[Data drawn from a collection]
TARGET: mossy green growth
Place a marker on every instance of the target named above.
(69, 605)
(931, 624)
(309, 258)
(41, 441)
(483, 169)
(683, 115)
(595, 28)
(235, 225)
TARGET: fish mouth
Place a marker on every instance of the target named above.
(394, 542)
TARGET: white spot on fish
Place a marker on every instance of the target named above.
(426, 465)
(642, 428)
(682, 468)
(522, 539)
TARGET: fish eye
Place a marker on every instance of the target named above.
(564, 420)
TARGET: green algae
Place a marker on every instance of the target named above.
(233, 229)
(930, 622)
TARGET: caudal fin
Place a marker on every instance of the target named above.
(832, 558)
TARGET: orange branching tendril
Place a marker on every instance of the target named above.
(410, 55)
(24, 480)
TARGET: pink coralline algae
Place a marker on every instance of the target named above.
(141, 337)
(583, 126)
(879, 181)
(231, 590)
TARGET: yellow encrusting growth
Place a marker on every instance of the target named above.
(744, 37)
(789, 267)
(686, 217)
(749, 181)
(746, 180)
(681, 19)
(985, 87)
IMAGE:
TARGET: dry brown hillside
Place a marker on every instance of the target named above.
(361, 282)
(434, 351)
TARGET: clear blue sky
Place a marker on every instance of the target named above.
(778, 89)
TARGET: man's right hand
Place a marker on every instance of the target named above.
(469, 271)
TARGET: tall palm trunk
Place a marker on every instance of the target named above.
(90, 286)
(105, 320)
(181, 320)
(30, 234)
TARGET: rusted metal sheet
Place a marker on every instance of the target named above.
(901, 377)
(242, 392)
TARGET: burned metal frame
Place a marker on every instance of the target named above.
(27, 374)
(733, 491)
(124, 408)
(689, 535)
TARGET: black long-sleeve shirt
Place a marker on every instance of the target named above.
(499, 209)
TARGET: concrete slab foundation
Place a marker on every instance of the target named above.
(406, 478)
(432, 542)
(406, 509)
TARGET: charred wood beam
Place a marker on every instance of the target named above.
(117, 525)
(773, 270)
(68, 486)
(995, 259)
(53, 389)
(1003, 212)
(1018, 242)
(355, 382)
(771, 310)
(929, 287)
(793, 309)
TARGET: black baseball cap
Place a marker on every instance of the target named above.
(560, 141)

TASK DETAILS => Set out every line of the items above as a numbered list, skipping any blank lines.

FULL RESPONSE =>
1. TARGET: mossy green growth
2. Place a marker on every instance of the target named above.
3. (69, 605)
4. (931, 624)
5. (309, 258)
6. (41, 441)
7. (483, 169)
8. (683, 115)
9. (595, 28)
10. (235, 225)
11. TARGET: fish mouth
12. Place a marker on every instance of the target named above.
13. (394, 542)
14. TARGET: white spot on fish
15. Place a marker on every instance of the target named above.
16. (426, 465)
17. (642, 428)
18. (682, 468)
19. (522, 539)
20. TARGET: fish eye
21. Place a marker on every instance of the target named above.
22. (564, 420)
23. TARGET: green algae
24. Place a marker on every instance of the target named above.
25. (233, 229)
26. (930, 622)
27. TARGET: caudal fin
28. Place a marker on every instance of the target named above.
29. (832, 558)
30. TARGET: orange branching tendril
31. Place a marker on every instance of the target named above.
32. (410, 55)
33. (24, 480)
34. TARGET: pink coralline algae
35. Place a marker on every instance of the target named above.
36. (141, 337)
37. (583, 126)
38. (879, 181)
39. (231, 590)
40. TARGET: yellow encrusting growth
41. Place a marker on every instance of the target named above.
42. (744, 37)
43. (789, 267)
44. (686, 217)
45. (749, 181)
46. (746, 180)
47. (681, 19)
48. (985, 87)
49. IMAGE:
50. TARGET: dry brown hillside
51. Place a marker on every instance of the target named above.
52. (361, 282)
53. (434, 351)
54. TARGET: clear blue sky
55. Place a marker on every instance of the target named above.
56. (778, 89)
57. TARGET: man's right hand
58. Place a marker on every instance of the target named above.
59. (469, 271)
60. TARGET: tall palm trunk
61. Place a marker on every instance of the target named above.
62. (90, 286)
63. (105, 320)
64. (181, 320)
65. (30, 234)
66. TARGET: rusted metal sheet
67. Place a marker on every instance of the target named above.
68. (901, 377)
69. (242, 392)
70. TARGET: burned metal frame
71. Place a marker on every instance of the target named above.
72. (27, 374)
73. (733, 491)
74. (124, 408)
75. (689, 535)
76. TARGET: black long-sleeve shirt
77. Place a marker on every instance of the target named above.
78. (499, 209)
79. TARGET: concrete slab foundation
80. Place a marker on every instance of the target named above.
81. (406, 478)
82. (432, 542)
83. (406, 509)
84. TARGET: charred wood beam
85. Place a marker on every instance of the target named above.
86. (117, 525)
87. (773, 270)
88. (68, 486)
89. (995, 259)
90. (53, 389)
91. (1003, 212)
92. (1018, 242)
93. (355, 382)
94. (771, 310)
95. (929, 287)
96. (793, 309)
97. TARGET: black baseball cap
98. Place a marker on every instance of the target named above.
99. (560, 141)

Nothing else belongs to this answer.